■ **Required task 1**
Retype the entries that run from the line containing "Where can you spot the shrub?" through the last of the entries, including both ends. Leave the pictures out.

■ **Text passage**
※ ※ ※

Search code examples
python-3.xmultiprocessingpool

python multiprocessing .get() never ends


I come here because I have an issue with multiprocessing in my python script. my code is :

def filter_list_of_list_values(myList,myFilterList):
    for index in range(len(myList)):
        print(index)
        sub_array = myList[index]
        for stopword in myFilterList :
            sub_array = list(filter(lambda a: a != stopword, sub_array))
        sub_array = [w for w in sub_array if not w in myFilterList]
        myList[index] = sub_array
    return myList  

import multiprocessing
import numpy as np
#We are going to execute a multiprocessing and split the list in as many parts than processors used :
N_PROCS = 6
#Lists splitting : 
L_sub_lists  = np.array_split(tokenized_text, N_PROCS)


final_List = []
start_time = time.time()


print('Creating pool with %d processes\n' % N_PROCS)
with multiprocessing.Pool(N_PROCS) as pool:
    #We initialize a list of tasks which each call the same function, but
    #with a diffrent list
    TASKS = [(sub_list, english_stopwords) for sub_list in L_sub_lists]
    print("TASK OK")

    results = [pool.apply_async(filter_list_of_list_values, t) for t in TASKS]
    print("results OK")
    
    final_results = [r.get() for r in results]
    print("final_results OK")

    for sub_list_res in final_results:
        print("appending")
        final_List+= sub_list_res
        print("list_append")
    
print("--- %s seconds ---" % (time.time() - start_time))

The script is stucked at :

final_results = [r.get() for r in results]

I really don't understand why because I used the same script (with some small differences) with an other context (different function and applied to a DataFrame rather than a list of lists) and everything worked very well

An example :

L = [['Paris', 'Monaco', 'Washington', 'Lyon', 'Venise', 'Marseille'],
 ['New-York', 'NapleWashington', 'Turin', 'Chicago', 'Las Vegas'],
 ['Lyon', 'Rome', 'Chicago', 'Venise', 'Naple', 'Turin']]

filter_list_of_list_values(L,['Lyon','Turin','Chicago'])

will result in :

[['Paris', 'Monaco', 'Washington', 'Venise', 'Marseille'], ['New-York', 'NapleWashington', 'Las Vegas'], ['Rome', 'Venise', 'Naple']]

Solution

  • So, I tried to take a look at this, and it looks like your code is almost right. You're missing how you actually form your input though. Your example code fails because you don't have time imported, and you don't have tokenized_text defined, and I have no idea what the input is actually supposed to be. BUT! Based on your examples your code does work so I'm suspecting that what ever you're doing to form the input it's incorrect

    Here is a basically functional version of your code

    import time
    import multiprocessing
    import numpy as np
    
    N_PROCS = 6
    # L_sub_lists = np.array_split(tokenized_text, N_PROCS)
    
    final_List = []
    start_time = time.time()

※ ※ ※

■ **Dataset content**
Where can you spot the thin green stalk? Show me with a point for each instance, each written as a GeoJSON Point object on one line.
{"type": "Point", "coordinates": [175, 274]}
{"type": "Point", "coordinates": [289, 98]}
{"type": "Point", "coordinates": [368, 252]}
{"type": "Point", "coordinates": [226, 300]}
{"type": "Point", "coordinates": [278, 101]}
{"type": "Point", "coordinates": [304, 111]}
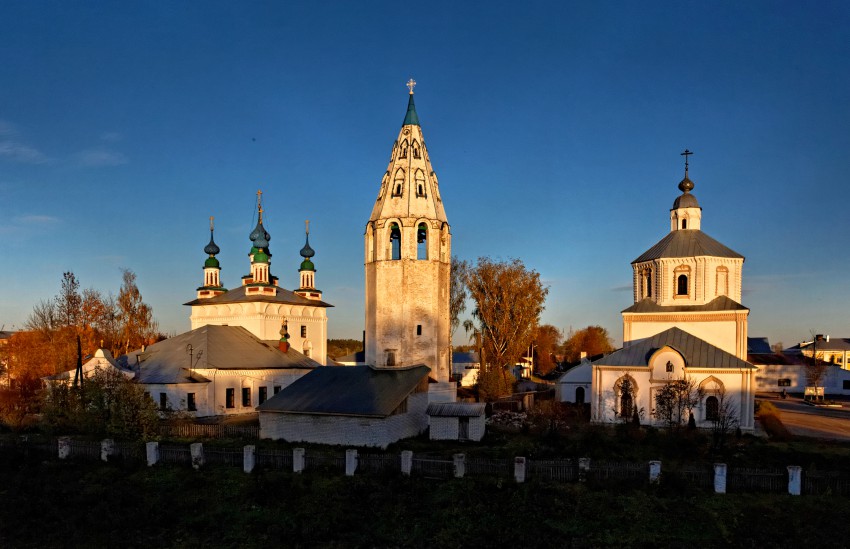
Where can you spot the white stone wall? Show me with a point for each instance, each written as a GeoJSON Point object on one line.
{"type": "Point", "coordinates": [347, 430]}
{"type": "Point", "coordinates": [264, 321]}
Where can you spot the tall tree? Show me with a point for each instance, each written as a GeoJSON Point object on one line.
{"type": "Point", "coordinates": [547, 342]}
{"type": "Point", "coordinates": [593, 340]}
{"type": "Point", "coordinates": [137, 325]}
{"type": "Point", "coordinates": [508, 301]}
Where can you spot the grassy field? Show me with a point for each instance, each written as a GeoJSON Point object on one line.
{"type": "Point", "coordinates": [75, 504]}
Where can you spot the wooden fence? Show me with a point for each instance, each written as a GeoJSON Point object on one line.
{"type": "Point", "coordinates": [431, 466]}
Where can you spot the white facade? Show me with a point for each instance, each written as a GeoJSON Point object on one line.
{"type": "Point", "coordinates": [407, 257]}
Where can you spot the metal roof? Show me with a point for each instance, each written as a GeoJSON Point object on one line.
{"type": "Point", "coordinates": [213, 347]}
{"type": "Point", "coordinates": [456, 409]}
{"type": "Point", "coordinates": [697, 353]}
{"type": "Point", "coordinates": [349, 391]}
{"type": "Point", "coordinates": [687, 243]}
{"type": "Point", "coordinates": [718, 304]}
{"type": "Point", "coordinates": [237, 295]}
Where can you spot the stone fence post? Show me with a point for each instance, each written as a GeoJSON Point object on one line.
{"type": "Point", "coordinates": [583, 468]}
{"type": "Point", "coordinates": [197, 451]}
{"type": "Point", "coordinates": [350, 462]}
{"type": "Point", "coordinates": [719, 478]}
{"type": "Point", "coordinates": [519, 469]}
{"type": "Point", "coordinates": [459, 465]}
{"type": "Point", "coordinates": [298, 460]}
{"type": "Point", "coordinates": [107, 449]}
{"type": "Point", "coordinates": [64, 447]}
{"type": "Point", "coordinates": [654, 472]}
{"type": "Point", "coordinates": [795, 473]}
{"type": "Point", "coordinates": [249, 458]}
{"type": "Point", "coordinates": [406, 462]}
{"type": "Point", "coordinates": [152, 453]}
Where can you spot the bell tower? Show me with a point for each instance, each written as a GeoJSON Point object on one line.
{"type": "Point", "coordinates": [407, 260]}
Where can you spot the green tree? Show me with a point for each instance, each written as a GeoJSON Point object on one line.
{"type": "Point", "coordinates": [508, 301]}
{"type": "Point", "coordinates": [593, 340]}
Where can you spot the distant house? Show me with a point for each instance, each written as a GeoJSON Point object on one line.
{"type": "Point", "coordinates": [357, 405]}
{"type": "Point", "coordinates": [456, 421]}
{"type": "Point", "coordinates": [465, 368]}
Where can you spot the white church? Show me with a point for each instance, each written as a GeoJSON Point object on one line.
{"type": "Point", "coordinates": [687, 321]}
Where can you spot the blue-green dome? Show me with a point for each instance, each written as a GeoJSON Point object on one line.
{"type": "Point", "coordinates": [307, 251]}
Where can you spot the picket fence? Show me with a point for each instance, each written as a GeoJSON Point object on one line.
{"type": "Point", "coordinates": [708, 477]}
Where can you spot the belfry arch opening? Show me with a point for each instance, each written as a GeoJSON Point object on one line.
{"type": "Point", "coordinates": [422, 241]}
{"type": "Point", "coordinates": [395, 241]}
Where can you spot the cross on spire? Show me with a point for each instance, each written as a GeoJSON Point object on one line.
{"type": "Point", "coordinates": [686, 154]}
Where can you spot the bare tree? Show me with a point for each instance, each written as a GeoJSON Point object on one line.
{"type": "Point", "coordinates": [508, 301]}
{"type": "Point", "coordinates": [675, 401]}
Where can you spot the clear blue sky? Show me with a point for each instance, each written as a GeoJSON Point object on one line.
{"type": "Point", "coordinates": [555, 129]}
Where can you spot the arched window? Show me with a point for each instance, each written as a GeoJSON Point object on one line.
{"type": "Point", "coordinates": [722, 281]}
{"type": "Point", "coordinates": [395, 241]}
{"type": "Point", "coordinates": [682, 284]}
{"type": "Point", "coordinates": [422, 241]}
{"type": "Point", "coordinates": [712, 408]}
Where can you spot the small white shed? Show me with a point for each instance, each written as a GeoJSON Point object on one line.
{"type": "Point", "coordinates": [456, 420]}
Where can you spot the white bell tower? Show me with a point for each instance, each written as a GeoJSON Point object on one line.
{"type": "Point", "coordinates": [407, 261]}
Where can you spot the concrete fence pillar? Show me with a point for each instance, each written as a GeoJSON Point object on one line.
{"type": "Point", "coordinates": [406, 462]}
{"type": "Point", "coordinates": [654, 472]}
{"type": "Point", "coordinates": [460, 465]}
{"type": "Point", "coordinates": [249, 458]}
{"type": "Point", "coordinates": [197, 452]}
{"type": "Point", "coordinates": [350, 462]}
{"type": "Point", "coordinates": [64, 447]}
{"type": "Point", "coordinates": [519, 469]}
{"type": "Point", "coordinates": [795, 479]}
{"type": "Point", "coordinates": [152, 453]}
{"type": "Point", "coordinates": [719, 478]}
{"type": "Point", "coordinates": [298, 460]}
{"type": "Point", "coordinates": [583, 468]}
{"type": "Point", "coordinates": [107, 449]}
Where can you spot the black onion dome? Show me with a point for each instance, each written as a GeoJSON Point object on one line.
{"type": "Point", "coordinates": [307, 252]}
{"type": "Point", "coordinates": [211, 248]}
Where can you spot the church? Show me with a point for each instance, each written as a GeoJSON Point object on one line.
{"type": "Point", "coordinates": [687, 322]}
{"type": "Point", "coordinates": [407, 257]}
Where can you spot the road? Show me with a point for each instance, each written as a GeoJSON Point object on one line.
{"type": "Point", "coordinates": [810, 421]}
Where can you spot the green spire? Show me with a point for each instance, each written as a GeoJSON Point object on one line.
{"type": "Point", "coordinates": [411, 119]}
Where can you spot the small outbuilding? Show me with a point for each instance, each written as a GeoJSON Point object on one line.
{"type": "Point", "coordinates": [456, 420]}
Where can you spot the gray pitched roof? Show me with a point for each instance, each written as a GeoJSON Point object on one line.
{"type": "Point", "coordinates": [456, 409]}
{"type": "Point", "coordinates": [213, 347]}
{"type": "Point", "coordinates": [720, 303]}
{"type": "Point", "coordinates": [697, 353]}
{"type": "Point", "coordinates": [687, 243]}
{"type": "Point", "coordinates": [237, 295]}
{"type": "Point", "coordinates": [350, 391]}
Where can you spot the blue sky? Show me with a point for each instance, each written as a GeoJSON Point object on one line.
{"type": "Point", "coordinates": [555, 129]}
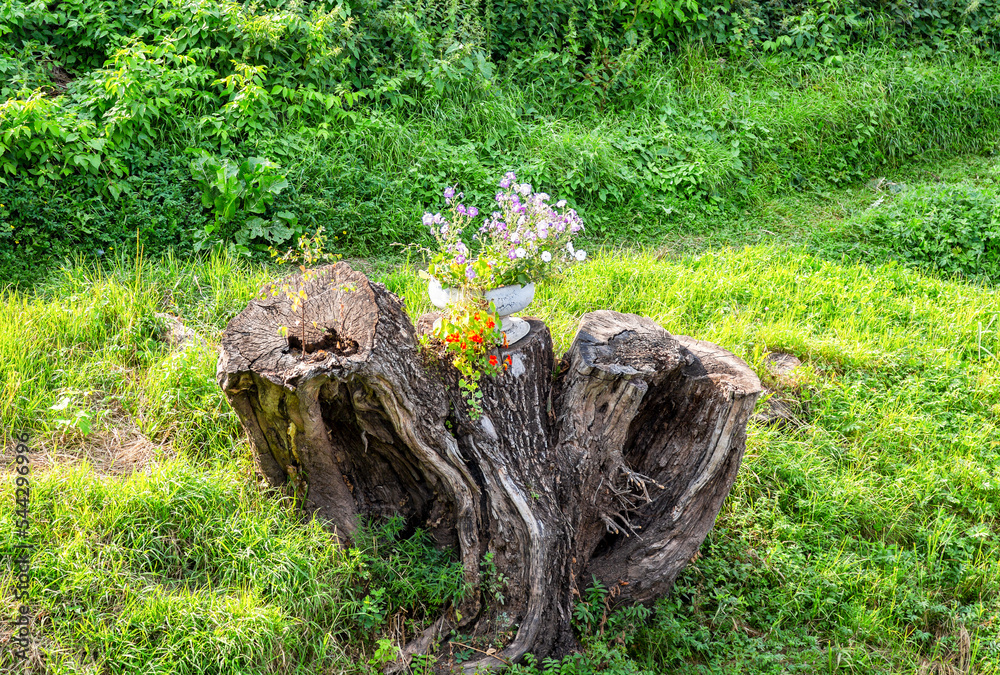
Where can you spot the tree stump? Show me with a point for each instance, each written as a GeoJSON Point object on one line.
{"type": "Point", "coordinates": [612, 462]}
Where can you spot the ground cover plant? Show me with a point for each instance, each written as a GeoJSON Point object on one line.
{"type": "Point", "coordinates": [639, 115]}
{"type": "Point", "coordinates": [780, 176]}
{"type": "Point", "coordinates": [861, 539]}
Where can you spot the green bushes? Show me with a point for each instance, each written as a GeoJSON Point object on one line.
{"type": "Point", "coordinates": [372, 107]}
{"type": "Point", "coordinates": [952, 229]}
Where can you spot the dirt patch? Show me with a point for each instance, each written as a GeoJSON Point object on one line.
{"type": "Point", "coordinates": [116, 453]}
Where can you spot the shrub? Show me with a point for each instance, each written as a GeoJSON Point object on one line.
{"type": "Point", "coordinates": [953, 229]}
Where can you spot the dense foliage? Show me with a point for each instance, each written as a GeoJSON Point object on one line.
{"type": "Point", "coordinates": [953, 229]}
{"type": "Point", "coordinates": [111, 112]}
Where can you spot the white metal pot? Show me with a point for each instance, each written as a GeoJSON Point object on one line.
{"type": "Point", "coordinates": [507, 300]}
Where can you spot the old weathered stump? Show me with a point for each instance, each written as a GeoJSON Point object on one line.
{"type": "Point", "coordinates": [616, 467]}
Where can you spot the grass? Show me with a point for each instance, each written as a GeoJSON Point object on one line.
{"type": "Point", "coordinates": [864, 540]}
{"type": "Point", "coordinates": [688, 140]}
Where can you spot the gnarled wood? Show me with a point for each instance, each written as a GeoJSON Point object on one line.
{"type": "Point", "coordinates": [617, 467]}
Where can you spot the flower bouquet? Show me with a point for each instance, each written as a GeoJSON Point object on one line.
{"type": "Point", "coordinates": [481, 280]}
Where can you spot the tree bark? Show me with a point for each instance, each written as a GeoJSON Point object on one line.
{"type": "Point", "coordinates": [615, 467]}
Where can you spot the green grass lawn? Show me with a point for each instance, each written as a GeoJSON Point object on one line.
{"type": "Point", "coordinates": [863, 540]}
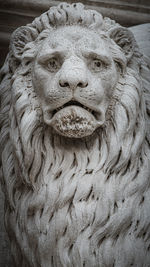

※ ※ ※

■ **Required task 2**
In the multiprocessing thread, which city names are passed as the filter list in the example call to filter_list_of_list_values?

■ **Correct response 1**
Where can you spot the shrub? Show me with a point for each instance, each written as a GeoJSON Point object on one line.
{"type": "Point", "coordinates": [953, 229]}
Where can you spot the dense foliage? Show me with a point for each instance, each written as a GeoJSON Point object on one line.
{"type": "Point", "coordinates": [953, 229]}
{"type": "Point", "coordinates": [111, 112]}
Where can you spot the white metal pot? Show me with a point for each instance, each written as a GeoJSON Point object on one line.
{"type": "Point", "coordinates": [507, 300]}
Where can you spot the old weathered stump? Show me with a point for each instance, each written as a GeoJSON Point object on one line.
{"type": "Point", "coordinates": [616, 467]}
Where can you spot the grass? Show me with a point for each instance, each written as a GeoJSON Point object on one line.
{"type": "Point", "coordinates": [864, 540]}
{"type": "Point", "coordinates": [688, 140]}
Where can you spot the gnarled wood? Show me with a point for each instance, each written as a GeoJSON Point object on one line.
{"type": "Point", "coordinates": [617, 467]}
Where can you spot the flower bouquet? Show me with a point for each instance, each written as a GeoJSON Point object on one line.
{"type": "Point", "coordinates": [481, 280]}
Where can you spot the tree bark? Show me with a point for each instance, each written as a GeoJSON Point object on one line.
{"type": "Point", "coordinates": [615, 467]}
Where can you spot the green grass lawn? Show me with a point for each instance, each written as a GeoJSON Point object on one line.
{"type": "Point", "coordinates": [863, 540]}

■ **Correct response 2**
Lyon, Turin, Chicago